#### Document source

C'est un feuilleton à rebondissements qui agace passablement la profession.

Fin décembre, le Conseil constitutionnel censurait un article de la loi de financement de la Sécu 2020, qui venait de supprimer l'obligation de production d'un certificat médical de non-contre-indication pour l'obtention d'une licence sportive par un mineur. La ministre de la Santé Agnès Buzyn avait alors indiqué que cette disposition aurait vocation à être « à nouveau soumise au Parlement en 2020 ».

C'est chose faite, mais cette fois à l'initiative de Bercy. Cette mesure se retrouve en effet dans le projet de loi fourre-tout pour « l'accélération et la simplification de l'action publique » (dit ASAP), texte porté par Agnès Pannier-Runacher, secrétaire d’État auprès du ministre de l’Économie et des finances, et Olivier Dussopt, secrétaire d’État auprès du ministre de l’Action et des comptes publics, et qui vient d'être présenté en conseil des ministres.

########

▶ **Vos consignes**:
#1 Pour chaque phrase, dites si elle correspond à l'article sur le certificat médical des mineurs sportifs, en répondant oui ou non et en citant les mots de l'article qui le montrent : (a) Le Conseil constitutionnel a censuré l'article fin décembre. (b) Cette fois, la mesure revient à l'initiative du ministère de la Santé. (c) Le projet de loi ASAP est porté par Agnès Buzyn.
#2 Reprenez l'article sur le certificat médical des mineurs sportifs après sa dernière phrase et écrivez la suite.
Vous n'aurez pas besoin des lignes pour ce travail.

#### Données fournies

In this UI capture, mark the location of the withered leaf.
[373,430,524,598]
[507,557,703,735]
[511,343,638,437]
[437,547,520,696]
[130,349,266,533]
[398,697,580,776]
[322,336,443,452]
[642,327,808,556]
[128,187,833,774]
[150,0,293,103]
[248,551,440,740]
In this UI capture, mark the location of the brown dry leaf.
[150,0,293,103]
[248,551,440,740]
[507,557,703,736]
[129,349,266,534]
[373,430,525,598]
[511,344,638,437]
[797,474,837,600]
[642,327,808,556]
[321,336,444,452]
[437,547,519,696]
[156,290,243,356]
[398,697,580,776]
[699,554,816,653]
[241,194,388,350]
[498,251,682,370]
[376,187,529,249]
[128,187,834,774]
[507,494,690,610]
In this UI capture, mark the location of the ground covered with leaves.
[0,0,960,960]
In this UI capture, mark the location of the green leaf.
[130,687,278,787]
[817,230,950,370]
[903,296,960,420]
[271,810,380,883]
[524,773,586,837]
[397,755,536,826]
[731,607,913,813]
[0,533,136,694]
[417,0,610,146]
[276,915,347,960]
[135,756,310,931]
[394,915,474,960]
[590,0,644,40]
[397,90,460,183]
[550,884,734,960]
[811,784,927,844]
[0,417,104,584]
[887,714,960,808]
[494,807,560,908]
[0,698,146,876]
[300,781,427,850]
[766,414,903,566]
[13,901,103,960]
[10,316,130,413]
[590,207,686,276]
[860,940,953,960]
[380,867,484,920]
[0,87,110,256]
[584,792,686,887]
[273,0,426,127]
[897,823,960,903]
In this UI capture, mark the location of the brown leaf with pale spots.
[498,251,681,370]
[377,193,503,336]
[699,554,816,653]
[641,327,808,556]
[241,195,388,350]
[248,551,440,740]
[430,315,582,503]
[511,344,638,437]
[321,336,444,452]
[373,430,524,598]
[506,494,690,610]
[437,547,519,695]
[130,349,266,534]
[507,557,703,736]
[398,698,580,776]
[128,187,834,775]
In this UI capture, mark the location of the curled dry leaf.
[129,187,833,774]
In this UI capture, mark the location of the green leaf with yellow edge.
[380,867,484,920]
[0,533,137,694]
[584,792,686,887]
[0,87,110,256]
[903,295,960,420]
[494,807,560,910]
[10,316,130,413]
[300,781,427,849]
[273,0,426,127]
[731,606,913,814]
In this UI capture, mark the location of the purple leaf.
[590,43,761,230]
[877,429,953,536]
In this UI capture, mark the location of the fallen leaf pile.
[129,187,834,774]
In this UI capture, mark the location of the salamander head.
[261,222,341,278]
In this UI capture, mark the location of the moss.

########

▶ **Corrigé de l'exercice**:
#1
(a) Oui : « Fin décembre, le Conseil constitutionnel censurait un article de la loi de financement de la Sécu 2020 ».
(b) Non : « mais cette fois à l'initiative de Bercy ».
(c) Non : « texte porté par Agnès Pannier-Runacher ».

#2
Bercy libère du temps médical

Bercy assure vouloir « simplifier la vie des parents, l’accès des jeunes au sport et libérer du temps médical ». Selon l'étude d'impact présentée au Sénat, l'obligation de certificat médical « alourdit les démarches pour l’accès au sport et apparaît superflue pour les mineurs », puisque ces derniers bénéficient déjà, depuis 2019, d’un parcours de santé comprenant « vingt consultations médicales obligatoires de leur naissance jusqu'à 18 ans », assurant un suivi régulier de l’aptitude physique. Un argument déjà mis en avant lors du débat parlementaire sur le projet de loi de financement de la Sécurité sociale.

Si la loi est votée en l'état, le certificat médical de non-contre-indication sera remplacé par un questionnaire relatif à l'état de santé du mineur, rempli par ce dernier et ses représentants légaux. La licence ne sera accordée que si le sportif a répondu « non » à l’ensemble des questions de cette déclaration. Une question complémentaire permettra de vérifier que l’enfant a bien réalisé la dernière consultation obligatoire prévue pour sa tranche d’âge.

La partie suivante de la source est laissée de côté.